**THE PROBLEM**
Show every line from the entries that follow which holds the word "floor".

**EXERCISE MATERIAL**

::::::

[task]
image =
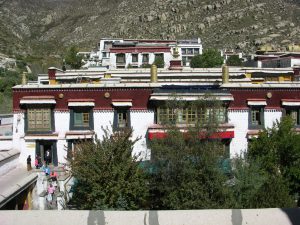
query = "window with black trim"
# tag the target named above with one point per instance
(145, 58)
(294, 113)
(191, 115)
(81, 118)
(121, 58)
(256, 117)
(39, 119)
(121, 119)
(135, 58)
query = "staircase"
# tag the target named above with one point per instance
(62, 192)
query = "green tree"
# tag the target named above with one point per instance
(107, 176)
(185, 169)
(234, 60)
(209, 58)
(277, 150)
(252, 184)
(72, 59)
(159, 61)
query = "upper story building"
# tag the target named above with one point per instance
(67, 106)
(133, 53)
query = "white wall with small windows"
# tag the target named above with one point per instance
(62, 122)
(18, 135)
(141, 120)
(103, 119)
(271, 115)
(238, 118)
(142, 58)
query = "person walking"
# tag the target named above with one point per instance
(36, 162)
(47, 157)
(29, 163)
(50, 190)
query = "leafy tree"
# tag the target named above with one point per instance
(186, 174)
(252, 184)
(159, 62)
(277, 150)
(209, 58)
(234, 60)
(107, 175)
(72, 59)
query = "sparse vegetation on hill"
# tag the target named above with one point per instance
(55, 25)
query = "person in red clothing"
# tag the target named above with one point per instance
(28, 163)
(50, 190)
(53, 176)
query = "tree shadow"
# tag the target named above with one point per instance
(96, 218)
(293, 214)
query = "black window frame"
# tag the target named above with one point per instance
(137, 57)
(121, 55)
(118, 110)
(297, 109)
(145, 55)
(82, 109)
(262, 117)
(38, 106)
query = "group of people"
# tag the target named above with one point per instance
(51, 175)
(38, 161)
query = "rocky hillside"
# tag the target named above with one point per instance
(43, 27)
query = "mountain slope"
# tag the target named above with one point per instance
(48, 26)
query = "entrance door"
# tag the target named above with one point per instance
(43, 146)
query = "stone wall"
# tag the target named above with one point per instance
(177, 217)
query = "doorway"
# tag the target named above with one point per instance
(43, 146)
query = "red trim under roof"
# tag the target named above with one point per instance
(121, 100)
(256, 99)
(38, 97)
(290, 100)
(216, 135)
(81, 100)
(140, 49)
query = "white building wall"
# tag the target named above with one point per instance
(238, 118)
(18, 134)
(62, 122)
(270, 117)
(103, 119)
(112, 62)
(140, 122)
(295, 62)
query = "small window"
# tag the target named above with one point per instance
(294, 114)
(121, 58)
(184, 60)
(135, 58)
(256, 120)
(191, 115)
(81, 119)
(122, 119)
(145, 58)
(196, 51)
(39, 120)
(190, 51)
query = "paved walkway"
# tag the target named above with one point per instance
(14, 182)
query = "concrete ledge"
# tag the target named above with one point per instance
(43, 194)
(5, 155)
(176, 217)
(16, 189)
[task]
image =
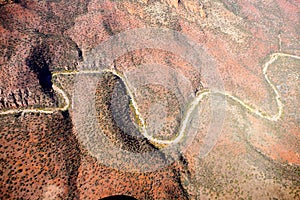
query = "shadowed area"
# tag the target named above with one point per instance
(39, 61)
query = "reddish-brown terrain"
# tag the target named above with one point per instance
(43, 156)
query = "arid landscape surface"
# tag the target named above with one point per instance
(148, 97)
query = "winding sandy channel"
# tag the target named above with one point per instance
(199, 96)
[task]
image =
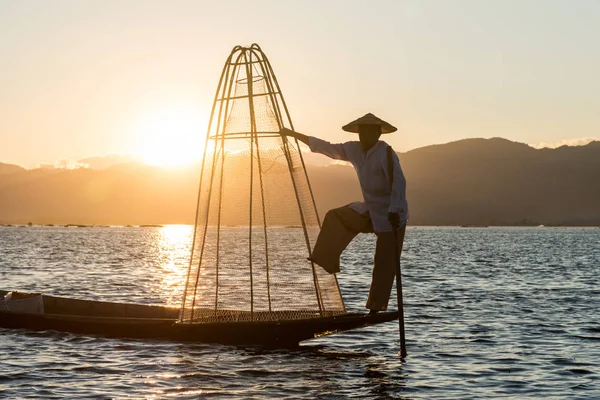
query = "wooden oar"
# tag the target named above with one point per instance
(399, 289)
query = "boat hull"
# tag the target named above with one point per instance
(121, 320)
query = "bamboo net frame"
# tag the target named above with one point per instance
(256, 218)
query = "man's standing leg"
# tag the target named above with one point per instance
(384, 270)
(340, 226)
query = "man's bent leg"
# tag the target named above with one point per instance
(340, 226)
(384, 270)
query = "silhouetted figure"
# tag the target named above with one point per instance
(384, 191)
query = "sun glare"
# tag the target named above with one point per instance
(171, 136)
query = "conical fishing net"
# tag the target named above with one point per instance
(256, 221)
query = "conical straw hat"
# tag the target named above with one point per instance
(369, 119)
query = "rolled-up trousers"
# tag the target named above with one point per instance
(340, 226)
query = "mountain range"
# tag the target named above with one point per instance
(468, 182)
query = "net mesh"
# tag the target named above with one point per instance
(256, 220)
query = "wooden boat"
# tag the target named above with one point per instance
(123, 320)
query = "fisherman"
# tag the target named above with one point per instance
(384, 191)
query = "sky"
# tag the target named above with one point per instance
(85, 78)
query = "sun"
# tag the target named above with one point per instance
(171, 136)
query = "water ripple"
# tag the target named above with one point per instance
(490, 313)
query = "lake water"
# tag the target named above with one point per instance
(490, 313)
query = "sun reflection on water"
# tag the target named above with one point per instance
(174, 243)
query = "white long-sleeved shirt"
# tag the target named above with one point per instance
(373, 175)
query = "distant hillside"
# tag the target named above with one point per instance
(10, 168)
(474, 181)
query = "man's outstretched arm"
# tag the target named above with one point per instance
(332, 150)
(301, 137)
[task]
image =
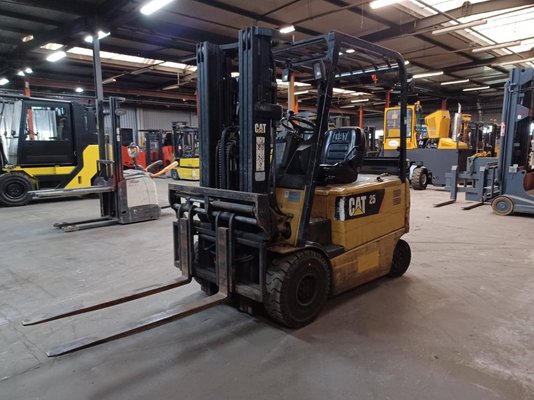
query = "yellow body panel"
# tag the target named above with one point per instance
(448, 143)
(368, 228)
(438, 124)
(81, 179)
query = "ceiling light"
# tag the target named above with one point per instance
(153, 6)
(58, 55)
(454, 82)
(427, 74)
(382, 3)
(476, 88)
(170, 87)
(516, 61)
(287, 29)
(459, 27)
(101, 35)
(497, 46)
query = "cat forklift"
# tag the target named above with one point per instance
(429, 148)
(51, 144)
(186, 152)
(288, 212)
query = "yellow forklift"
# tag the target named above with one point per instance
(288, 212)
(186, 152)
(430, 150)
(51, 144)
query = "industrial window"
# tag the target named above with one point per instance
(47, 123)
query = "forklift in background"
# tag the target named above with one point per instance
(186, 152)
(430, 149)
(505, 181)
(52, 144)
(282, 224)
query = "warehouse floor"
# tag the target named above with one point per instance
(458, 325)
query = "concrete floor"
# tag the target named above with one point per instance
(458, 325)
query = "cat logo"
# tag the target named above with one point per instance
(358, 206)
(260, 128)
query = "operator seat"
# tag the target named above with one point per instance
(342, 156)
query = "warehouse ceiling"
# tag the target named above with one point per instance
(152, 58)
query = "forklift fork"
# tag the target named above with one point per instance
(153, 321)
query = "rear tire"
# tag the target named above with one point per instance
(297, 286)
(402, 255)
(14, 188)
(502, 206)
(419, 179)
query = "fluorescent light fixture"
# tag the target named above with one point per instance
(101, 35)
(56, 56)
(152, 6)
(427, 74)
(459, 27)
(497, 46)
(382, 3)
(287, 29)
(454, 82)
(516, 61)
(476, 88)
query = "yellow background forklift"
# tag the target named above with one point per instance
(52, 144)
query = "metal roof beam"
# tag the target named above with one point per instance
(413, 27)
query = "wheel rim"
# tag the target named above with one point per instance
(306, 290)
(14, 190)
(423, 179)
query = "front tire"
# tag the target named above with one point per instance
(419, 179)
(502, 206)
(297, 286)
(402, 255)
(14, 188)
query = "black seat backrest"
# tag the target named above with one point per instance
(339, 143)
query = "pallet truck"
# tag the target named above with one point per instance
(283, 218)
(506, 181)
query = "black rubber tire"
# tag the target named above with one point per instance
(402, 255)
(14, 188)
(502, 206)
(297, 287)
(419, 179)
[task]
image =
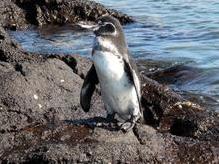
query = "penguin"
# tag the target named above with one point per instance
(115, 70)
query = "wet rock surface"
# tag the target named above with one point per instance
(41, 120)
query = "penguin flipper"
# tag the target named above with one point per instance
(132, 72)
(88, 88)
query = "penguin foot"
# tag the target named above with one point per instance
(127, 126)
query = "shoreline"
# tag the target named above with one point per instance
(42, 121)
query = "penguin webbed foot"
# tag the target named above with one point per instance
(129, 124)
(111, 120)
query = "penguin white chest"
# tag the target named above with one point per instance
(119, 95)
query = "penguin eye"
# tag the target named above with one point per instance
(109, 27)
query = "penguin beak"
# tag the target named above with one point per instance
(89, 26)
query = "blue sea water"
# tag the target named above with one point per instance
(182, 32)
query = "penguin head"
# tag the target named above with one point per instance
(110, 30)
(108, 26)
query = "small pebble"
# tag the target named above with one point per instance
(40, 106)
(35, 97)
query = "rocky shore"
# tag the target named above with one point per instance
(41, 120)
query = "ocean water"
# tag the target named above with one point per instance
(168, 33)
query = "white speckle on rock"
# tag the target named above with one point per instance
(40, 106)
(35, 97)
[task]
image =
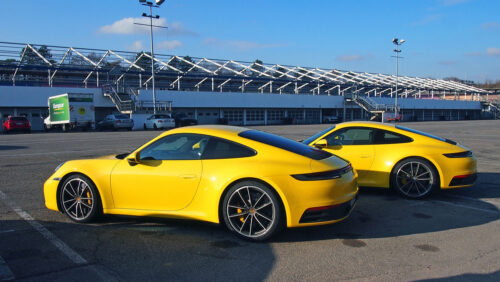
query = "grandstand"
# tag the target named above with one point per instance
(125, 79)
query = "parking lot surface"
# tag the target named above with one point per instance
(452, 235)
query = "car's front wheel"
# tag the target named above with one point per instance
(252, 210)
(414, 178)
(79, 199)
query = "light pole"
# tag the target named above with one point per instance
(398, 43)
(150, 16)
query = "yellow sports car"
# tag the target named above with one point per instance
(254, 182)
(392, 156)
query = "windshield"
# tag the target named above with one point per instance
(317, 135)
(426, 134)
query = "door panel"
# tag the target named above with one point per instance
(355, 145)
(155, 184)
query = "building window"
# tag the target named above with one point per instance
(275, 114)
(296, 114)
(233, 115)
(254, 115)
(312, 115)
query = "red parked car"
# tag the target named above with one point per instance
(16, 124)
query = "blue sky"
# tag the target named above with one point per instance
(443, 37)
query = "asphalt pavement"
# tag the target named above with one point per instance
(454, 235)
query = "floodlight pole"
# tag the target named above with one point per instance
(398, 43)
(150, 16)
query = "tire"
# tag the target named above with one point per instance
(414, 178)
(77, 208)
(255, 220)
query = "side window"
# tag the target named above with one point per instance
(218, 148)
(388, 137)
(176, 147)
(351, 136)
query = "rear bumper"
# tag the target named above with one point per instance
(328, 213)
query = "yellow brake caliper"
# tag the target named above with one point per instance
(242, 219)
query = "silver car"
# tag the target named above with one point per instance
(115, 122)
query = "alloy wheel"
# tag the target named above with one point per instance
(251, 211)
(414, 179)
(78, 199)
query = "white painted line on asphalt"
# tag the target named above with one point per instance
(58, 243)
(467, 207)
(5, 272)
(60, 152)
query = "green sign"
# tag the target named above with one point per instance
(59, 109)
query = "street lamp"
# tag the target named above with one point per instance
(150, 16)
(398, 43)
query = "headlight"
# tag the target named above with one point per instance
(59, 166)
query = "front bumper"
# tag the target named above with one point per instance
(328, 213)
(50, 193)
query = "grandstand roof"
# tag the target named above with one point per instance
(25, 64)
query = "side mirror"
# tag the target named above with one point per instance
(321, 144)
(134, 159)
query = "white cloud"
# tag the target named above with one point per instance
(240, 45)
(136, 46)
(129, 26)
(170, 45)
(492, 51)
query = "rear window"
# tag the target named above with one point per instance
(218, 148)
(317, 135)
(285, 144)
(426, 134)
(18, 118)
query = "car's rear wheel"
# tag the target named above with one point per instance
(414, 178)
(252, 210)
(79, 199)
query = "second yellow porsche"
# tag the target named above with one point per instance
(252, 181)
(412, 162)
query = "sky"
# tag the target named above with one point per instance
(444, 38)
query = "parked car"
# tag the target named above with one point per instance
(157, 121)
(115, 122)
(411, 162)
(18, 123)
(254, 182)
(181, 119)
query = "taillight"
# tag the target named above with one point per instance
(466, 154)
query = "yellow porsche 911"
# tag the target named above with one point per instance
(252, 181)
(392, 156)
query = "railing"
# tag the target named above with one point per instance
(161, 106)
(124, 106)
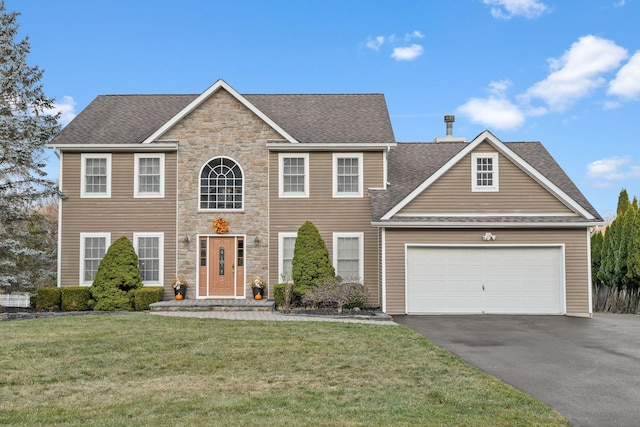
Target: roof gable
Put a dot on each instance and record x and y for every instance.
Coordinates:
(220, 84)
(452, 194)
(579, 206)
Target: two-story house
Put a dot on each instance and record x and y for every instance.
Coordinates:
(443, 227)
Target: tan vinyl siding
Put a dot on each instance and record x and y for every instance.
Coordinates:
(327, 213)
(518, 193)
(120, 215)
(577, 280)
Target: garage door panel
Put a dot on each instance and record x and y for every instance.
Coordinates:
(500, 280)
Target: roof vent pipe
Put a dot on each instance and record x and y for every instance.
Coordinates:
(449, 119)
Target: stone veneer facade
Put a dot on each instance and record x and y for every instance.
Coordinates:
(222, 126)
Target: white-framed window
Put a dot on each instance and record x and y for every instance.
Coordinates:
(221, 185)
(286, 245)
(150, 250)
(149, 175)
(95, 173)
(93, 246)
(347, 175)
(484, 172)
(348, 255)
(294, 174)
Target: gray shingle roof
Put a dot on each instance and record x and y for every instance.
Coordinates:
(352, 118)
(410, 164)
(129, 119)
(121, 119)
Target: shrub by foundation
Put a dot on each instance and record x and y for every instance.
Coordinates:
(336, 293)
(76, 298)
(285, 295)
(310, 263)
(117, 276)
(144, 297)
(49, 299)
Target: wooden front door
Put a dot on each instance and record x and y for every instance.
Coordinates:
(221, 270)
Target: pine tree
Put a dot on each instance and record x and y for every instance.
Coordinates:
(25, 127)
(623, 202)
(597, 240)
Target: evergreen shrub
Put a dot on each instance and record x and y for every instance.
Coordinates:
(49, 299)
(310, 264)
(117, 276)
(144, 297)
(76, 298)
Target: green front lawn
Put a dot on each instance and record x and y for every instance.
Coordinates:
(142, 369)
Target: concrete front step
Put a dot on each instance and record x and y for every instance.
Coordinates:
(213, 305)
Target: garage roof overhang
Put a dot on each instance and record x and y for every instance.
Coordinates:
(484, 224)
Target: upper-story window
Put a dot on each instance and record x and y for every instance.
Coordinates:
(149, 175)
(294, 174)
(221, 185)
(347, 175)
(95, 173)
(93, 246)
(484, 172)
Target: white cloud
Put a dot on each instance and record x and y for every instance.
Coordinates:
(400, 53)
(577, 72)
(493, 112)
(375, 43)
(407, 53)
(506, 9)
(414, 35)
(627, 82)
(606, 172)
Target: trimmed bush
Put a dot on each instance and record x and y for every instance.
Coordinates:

::::::

**RESPONSE AREA**
query = "warehouse floor"
query = "concrete floor"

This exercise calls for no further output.